◆ Aim
Write out the following entries line for line, with no changes, in the order they appear.

Source records
......

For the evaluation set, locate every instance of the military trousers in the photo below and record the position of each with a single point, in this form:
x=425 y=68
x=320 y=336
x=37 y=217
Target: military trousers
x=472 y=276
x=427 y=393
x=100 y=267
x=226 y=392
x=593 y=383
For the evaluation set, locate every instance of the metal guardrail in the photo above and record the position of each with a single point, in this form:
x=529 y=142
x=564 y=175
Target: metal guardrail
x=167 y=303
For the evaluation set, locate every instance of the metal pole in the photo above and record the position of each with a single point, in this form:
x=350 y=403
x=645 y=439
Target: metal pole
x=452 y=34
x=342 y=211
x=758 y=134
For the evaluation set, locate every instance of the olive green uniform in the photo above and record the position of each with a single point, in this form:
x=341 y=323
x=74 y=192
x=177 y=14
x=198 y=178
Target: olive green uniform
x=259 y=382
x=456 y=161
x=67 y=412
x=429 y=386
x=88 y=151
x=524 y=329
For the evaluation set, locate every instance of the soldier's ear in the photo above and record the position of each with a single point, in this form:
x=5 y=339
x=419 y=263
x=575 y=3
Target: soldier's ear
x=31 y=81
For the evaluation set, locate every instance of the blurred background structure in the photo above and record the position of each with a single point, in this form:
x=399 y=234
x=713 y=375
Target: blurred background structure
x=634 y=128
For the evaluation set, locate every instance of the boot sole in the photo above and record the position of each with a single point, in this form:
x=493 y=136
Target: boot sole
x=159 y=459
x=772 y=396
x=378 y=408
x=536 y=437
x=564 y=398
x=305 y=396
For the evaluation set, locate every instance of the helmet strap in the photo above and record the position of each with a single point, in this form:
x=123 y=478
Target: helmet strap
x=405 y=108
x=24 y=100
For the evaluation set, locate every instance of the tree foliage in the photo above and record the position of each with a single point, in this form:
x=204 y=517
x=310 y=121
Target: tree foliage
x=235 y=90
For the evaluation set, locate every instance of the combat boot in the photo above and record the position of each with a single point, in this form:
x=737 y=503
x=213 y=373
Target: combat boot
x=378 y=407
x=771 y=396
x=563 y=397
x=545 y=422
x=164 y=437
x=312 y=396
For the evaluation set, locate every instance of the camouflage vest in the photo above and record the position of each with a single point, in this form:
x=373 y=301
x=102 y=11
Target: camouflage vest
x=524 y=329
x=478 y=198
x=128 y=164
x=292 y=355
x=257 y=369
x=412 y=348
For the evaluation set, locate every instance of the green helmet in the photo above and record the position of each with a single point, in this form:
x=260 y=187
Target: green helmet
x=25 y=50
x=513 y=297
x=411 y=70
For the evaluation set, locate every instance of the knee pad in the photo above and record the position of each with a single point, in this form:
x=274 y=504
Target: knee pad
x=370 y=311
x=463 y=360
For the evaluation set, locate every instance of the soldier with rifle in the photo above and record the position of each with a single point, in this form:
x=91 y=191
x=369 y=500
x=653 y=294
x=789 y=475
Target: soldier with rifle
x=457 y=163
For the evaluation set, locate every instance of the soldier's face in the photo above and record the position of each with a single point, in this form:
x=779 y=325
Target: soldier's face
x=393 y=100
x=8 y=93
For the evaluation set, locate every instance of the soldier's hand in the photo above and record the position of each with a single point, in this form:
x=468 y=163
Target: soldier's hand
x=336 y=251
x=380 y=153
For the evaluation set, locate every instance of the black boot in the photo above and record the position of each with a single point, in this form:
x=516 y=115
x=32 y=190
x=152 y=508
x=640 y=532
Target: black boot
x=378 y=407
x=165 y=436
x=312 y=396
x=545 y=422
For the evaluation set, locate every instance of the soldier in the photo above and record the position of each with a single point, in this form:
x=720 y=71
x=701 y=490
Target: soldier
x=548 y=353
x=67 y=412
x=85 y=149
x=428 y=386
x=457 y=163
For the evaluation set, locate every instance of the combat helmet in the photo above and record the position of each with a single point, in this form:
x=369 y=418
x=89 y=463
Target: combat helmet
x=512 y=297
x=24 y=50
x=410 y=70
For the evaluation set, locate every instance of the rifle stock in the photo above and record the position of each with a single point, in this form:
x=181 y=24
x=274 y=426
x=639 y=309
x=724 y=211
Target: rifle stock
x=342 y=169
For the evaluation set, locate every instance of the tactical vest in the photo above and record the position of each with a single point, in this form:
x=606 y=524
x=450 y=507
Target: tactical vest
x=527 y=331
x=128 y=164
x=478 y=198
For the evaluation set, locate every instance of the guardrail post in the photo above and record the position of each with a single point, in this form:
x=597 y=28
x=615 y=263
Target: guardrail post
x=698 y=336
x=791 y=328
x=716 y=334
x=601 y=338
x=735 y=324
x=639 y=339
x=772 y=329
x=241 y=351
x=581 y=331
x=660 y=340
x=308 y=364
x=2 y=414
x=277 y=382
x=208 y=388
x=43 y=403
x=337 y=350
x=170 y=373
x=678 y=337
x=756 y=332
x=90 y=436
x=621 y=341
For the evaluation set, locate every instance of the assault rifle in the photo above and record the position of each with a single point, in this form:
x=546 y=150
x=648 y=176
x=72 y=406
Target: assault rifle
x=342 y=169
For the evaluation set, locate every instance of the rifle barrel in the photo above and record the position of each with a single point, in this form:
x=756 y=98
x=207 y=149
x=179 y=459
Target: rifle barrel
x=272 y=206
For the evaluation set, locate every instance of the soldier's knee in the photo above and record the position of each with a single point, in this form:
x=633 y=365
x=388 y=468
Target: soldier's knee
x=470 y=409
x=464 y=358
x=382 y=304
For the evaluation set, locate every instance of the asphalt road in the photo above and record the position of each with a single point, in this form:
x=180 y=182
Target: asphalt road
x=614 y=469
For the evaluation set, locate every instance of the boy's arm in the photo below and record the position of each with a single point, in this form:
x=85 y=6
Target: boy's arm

......

◆ Solution to this problem
For the evaluation set, locate every instance of the military trousers in the photo below and record the position of each with a single point, in this form:
x=425 y=68
x=320 y=336
x=37 y=217
Target: military trousers
x=472 y=276
x=427 y=393
x=100 y=267
x=226 y=392
x=593 y=383
For the evaluation set, locate every instance of the metal guardrail in the photo above and record the position of each with a single point, in this form:
x=529 y=142
x=564 y=175
Target: metal guardrail
x=167 y=303
For the evaluation set, locate every instance of the metal pole in the photo above and record the position of each with a single point, in this form:
x=350 y=403
x=645 y=439
Target: metal pole
x=452 y=34
x=342 y=211
x=758 y=134
For the evaluation set, locate every instance of the olive green uniform in the photo above and record the position of each with a single point, in this form:
x=341 y=323
x=74 y=192
x=177 y=14
x=198 y=178
Target: olive green uniform
x=259 y=382
x=456 y=161
x=67 y=412
x=429 y=386
x=88 y=151
x=524 y=329
For the evaluation set, locate every instance of the soldier's ear in the photo above and record the position of each with a single point, in this form:
x=5 y=339
x=419 y=263
x=575 y=3
Target: soldier's ear
x=31 y=81
For the evaluation set, locate every instance of the blurred background structure in the photo above and record the position of each with a single point, in this form:
x=399 y=234
x=713 y=375
Target: blurred background structure
x=634 y=128
For the evaluation set, locate every instance of the boot sole in the photo above and record the position of each with a single point, in this form:
x=493 y=136
Target: boot sole
x=159 y=459
x=772 y=396
x=378 y=408
x=536 y=437
x=564 y=398
x=305 y=396
For the evaluation set, locate every instance of the helmet strap in the photo above and record the position of each with a single point, in this form:
x=123 y=478
Target: helmet strap
x=405 y=108
x=24 y=100
For the evaluation set, locate every instance of the tree foliage in the photo above and record the position of each with a single point, in this form:
x=204 y=517
x=310 y=121
Target: tree foliage
x=235 y=90
For the evaluation set, locate every instance of the combat boot in the photo above and record the position of each with a single point, in this form:
x=737 y=503
x=213 y=373
Target: combat boot
x=378 y=407
x=771 y=396
x=563 y=397
x=545 y=422
x=164 y=437
x=312 y=396
For the evaluation set, locate every instance of the camouflage vest in the photo above and record the position of each with a single point, in this form:
x=373 y=301
x=102 y=11
Target: camouflage vest
x=524 y=329
x=478 y=198
x=128 y=164
x=292 y=355
x=257 y=369
x=412 y=348
For the evaluation set, locate every instance of the green helmet in the photo above and record the position of each with a single point, in this form:
x=260 y=187
Target: green helmet
x=25 y=50
x=513 y=297
x=411 y=70
For the evaluation set, locate every instance of the knee pad in the photo above and record the position of each with a single point, in this form:
x=274 y=504
Target: knee pad
x=370 y=311
x=463 y=360
For the evaluation set, locate every instance of the soldier with rifle in the photo above and record the position of each with a single point, in this form:
x=91 y=191
x=369 y=500
x=653 y=294
x=789 y=475
Target: soldier with rifle
x=457 y=163
For the evaluation set, locate every instance of the soldier's face in the photo above and record the position of each with a single point, in this form:
x=779 y=325
Target: soldier's face
x=393 y=100
x=8 y=93
For the evaluation set, locate every instance of the soldier's hand in the photo above and record the position of each with a single point, in this form:
x=468 y=163
Target: soldier's hand
x=336 y=251
x=380 y=153
For the evaluation set, locate every instance of the black boot in the photo above and record the position of each with a single point, in this form:
x=516 y=115
x=32 y=190
x=152 y=508
x=640 y=532
Target: black boot
x=378 y=407
x=165 y=436
x=312 y=396
x=545 y=422
For the evaluation set, locate every instance of the soldier in the photo above and record the position of each with a single point, in this form:
x=720 y=71
x=701 y=490
Target: soldier
x=548 y=353
x=67 y=412
x=85 y=149
x=428 y=386
x=457 y=163
For the evaluation set, locate every instance of the combat helmet in the photo above and record the position of each with a single point, in this form:
x=369 y=418
x=89 y=463
Target: combat helmet
x=512 y=297
x=24 y=50
x=410 y=70
For the evaluation set, locate every instance of the rifle stock in the photo above and record the position of each with a single point, in this form:
x=181 y=24
x=274 y=426
x=639 y=309
x=724 y=211
Target: rifle stock
x=342 y=169
For the evaluation set, locate every instance of the tactical vest in the photo above and record the position of each with a single point, in this form:
x=606 y=524
x=450 y=507
Target: tactical vest
x=527 y=331
x=128 y=164
x=478 y=198
For the evaluation set, locate every instance of the guardrail post in the photo above and record the position of each with a single point, in this form:
x=597 y=28
x=615 y=263
Target: guardrail post
x=698 y=336
x=791 y=328
x=716 y=334
x=601 y=338
x=735 y=324
x=639 y=339
x=772 y=329
x=241 y=351
x=581 y=331
x=660 y=340
x=308 y=364
x=2 y=414
x=277 y=382
x=208 y=388
x=43 y=403
x=337 y=350
x=170 y=373
x=678 y=337
x=756 y=332
x=90 y=436
x=621 y=341
For the evaluation set, locate every instance of the assault rifle in the photo above and record the position of each with a single point, in this form:
x=546 y=150
x=648 y=176
x=72 y=406
Target: assault rifle
x=342 y=169
For the evaluation set, locate every instance of the rifle barrel in the photo above and record the position of each with a single point, in this form:
x=756 y=98
x=207 y=149
x=179 y=459
Target: rifle barrel
x=272 y=206
For the evaluation set, locate every instance of the soldier's knee in the photo above and record the position of each with a single point, in this form:
x=633 y=365
x=388 y=468
Target: soldier's knee
x=470 y=409
x=464 y=358
x=382 y=304
For the evaluation set, locate every instance of the asphalt road in the photo above and record the position of each with a single point, in this form:
x=180 y=182
Target: asphalt road
x=614 y=469
For the evaluation set, locate every instance of the boy's arm in the photo below and record the position of each with a single point, in this form:
x=85 y=6
Target: boy's arm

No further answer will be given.